Given data: Begin
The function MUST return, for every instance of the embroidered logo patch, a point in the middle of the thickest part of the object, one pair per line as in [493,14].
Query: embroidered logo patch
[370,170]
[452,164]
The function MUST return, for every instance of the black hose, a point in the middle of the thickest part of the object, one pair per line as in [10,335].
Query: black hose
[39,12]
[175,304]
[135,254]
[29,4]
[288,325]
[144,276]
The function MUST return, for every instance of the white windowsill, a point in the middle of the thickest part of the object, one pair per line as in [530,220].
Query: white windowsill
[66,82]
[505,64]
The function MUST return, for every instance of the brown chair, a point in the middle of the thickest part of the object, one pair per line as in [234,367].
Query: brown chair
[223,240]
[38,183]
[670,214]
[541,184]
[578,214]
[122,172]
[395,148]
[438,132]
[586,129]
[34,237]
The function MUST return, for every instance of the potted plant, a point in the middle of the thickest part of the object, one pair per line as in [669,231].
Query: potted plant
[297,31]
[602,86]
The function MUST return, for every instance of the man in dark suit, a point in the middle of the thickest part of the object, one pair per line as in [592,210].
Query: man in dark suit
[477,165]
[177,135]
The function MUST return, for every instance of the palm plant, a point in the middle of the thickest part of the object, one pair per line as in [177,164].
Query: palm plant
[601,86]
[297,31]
Given data: End
Given data: Begin
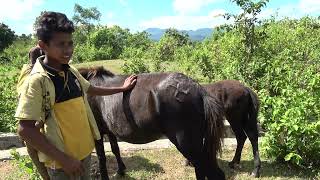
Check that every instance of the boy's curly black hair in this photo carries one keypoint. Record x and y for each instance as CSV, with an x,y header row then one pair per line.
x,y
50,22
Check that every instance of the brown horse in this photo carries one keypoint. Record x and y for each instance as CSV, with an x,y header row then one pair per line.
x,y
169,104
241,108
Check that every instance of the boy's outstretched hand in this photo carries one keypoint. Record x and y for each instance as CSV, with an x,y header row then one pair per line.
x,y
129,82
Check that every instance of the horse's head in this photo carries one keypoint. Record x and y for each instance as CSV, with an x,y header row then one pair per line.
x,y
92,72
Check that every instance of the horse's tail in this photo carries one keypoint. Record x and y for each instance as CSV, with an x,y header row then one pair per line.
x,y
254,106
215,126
Given data: End
Given data: Begin
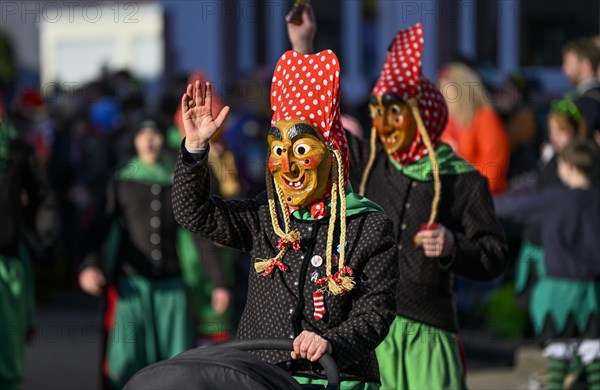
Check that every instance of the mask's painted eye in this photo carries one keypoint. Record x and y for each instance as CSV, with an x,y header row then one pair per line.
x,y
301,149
Given data: End
In the entries above, how many lines hold the word "function"? State the number and nothing else.

● **Output of the task**
7